[START OF Passage to read]
Manik Bagh, designed and built by Muthesius, was started in 1930 as a reminder of the avant-garde world of ideas and friends the Maharaja had left behind in the west. It was an homage to a break from tradition, from a conformity of taste and politics and from the aged orient of his perception. It was thus both a celebration and a rebellion.
Manik Bagh was new, modern and innovative. It had electric fittings, air conditioning, hydraulic doors in metal frames, serene bathrooms equipped with modern plumbing and lined with opaline tiles and a kitchen with modern refrigeration.
Muthesius brought in collaborators from his avant-garde world including icons of Modernism such as Le Corbusier, Eileen Gray, Charlotte Perriand as well as Émile-Jacques Ruhlmann and Ivan da Silva Bruhns to design and make the interior fittings for the new project. Everything, including rugs, furniture, light fittings, decorations and even the dinner plate and cutlery was carefully considered, an ideological and aesthetic whole, which could perhaps best be appreciated if viewed against the extravagant ostentation of the Bavarian style Laal Bagh Palace that had been built by Yeshwant Rao’s predecessors.
Muthesius, meanwhile, using his royal friend’s contacts began to acquire projects in other princely houses. However, this insertion of avant-garde Modernism into India was cut short by the outbreak of the Second World War, when he was forced to leave India.
Today this iconic building serves as the office of the Customs and Excise Department, its elegant rooms fractured by office partitions, its Deco light fittings empty and staring, and its bathrooms used as storage for old files. On the wall of the director’s office is a map of the erstwhile Indore State, attached in relief to the cream walls, defiantly inerasable.
Only the library annexe, still in the family, continues to harbour the restful environment that the Maharaja and Muthesius had tried to create through the medium of modernity. The knotted fringe curtains, the faded, noise-damping carpets, the perfectly designed card tables, and Yeshwant Rao’s collection of books on philosophy, politics and spiritualism, are even today overseen by the limpid gaze of his beautiful wife as she gazes down from her oil and canvas likeness.
It is in this room that one realises why this environment, so familiar to us from the modern home of today, has a pioneering status in architectural history. It was, after all, the home of tomorrow, made yesterday.
[END OF Passage to read]
[START OF Recorded information]
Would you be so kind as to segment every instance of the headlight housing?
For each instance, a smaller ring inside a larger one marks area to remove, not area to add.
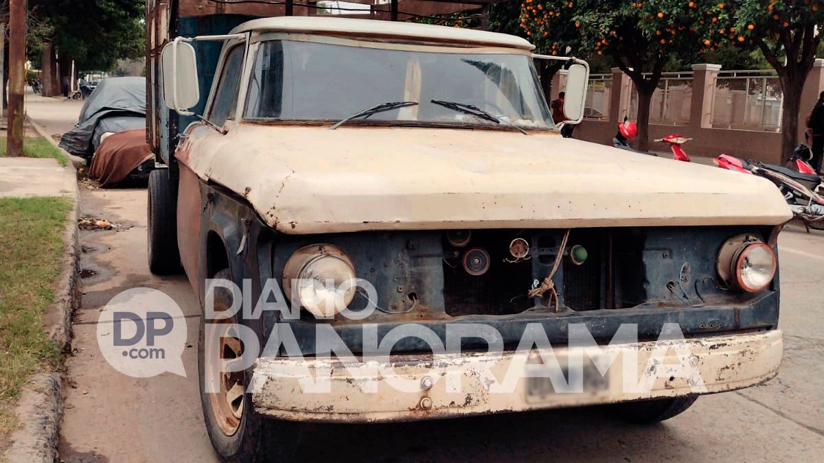
[[[719,275],[730,288],[747,292],[766,289],[777,267],[772,248],[751,235],[733,236],[719,251]]]
[[[286,297],[319,317],[332,316],[349,305],[355,294],[354,280],[352,260],[334,245],[302,247],[283,267]]]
[END OF Recorded information]
Written task A >>
In the passage on Manik Bagh, which government department now uses the building as its office?
Written task B >>
Carry on the passage on Manik Bagh, starting after its final sentence.
The material is separate from the passage on Manik Bagh.

Output A >>
The Customs and Excise Department.

Output B >>
Deepika Ahlawat,
March 2016
Maharaja Yeshwant Rao Holkar II met Eckart Muthesius while studying at Oxford in the late 1920s, and the two bonded over their passion for modern design and technology. When Yeshwant Rao reluctantly returned to India in 1930 to assume rule of Indore, he invited Muthesius to collaborate with him on a new palace. Muthesius spent most of the next three years designing the architecture and much of the interior of Manik Bagh, or Garden of Rubies, widely recognized as an opus of International Modernism.
Inspired by his father Hermann and his godfather Charles Rennie Mackintosh, Muthesius’ design philosophy united elegance, simplicity, and comfort with the emerging Modern style (Reto Niggl, Eckart Muthesius 1930: The Maharaja's Palace in Indore, Architecture and Interior, Stuttgart, 1996, p. 11). The majority of Muthesius’ furnishings for Manik Bagh were produced in Germany. Before filling three ships to Indore, he exhibited designs and architectural plans for the palace in a Berlin exhibition that was lauded by the press (ibid, p. 22). For the palace interior, the architect collected examples by European masters such as Marcel Breuer, Le Corbusier, Charlotte Perriand, and Emile-Jacques Ruhlmann in addition to his own work. Manik Bagh was completed after several years, emerging as a locus of design at the transitional moment when the sumptuous surface decoration that typified the 1920s was propelling toward simple, functional forms made of industrial materials. Particularly avant-garde for India, the grand yet intimate palace, was a landmark of burgeoning modernism. It was pictured in magazines throughout the world in the 1930s (ibid, p. 8)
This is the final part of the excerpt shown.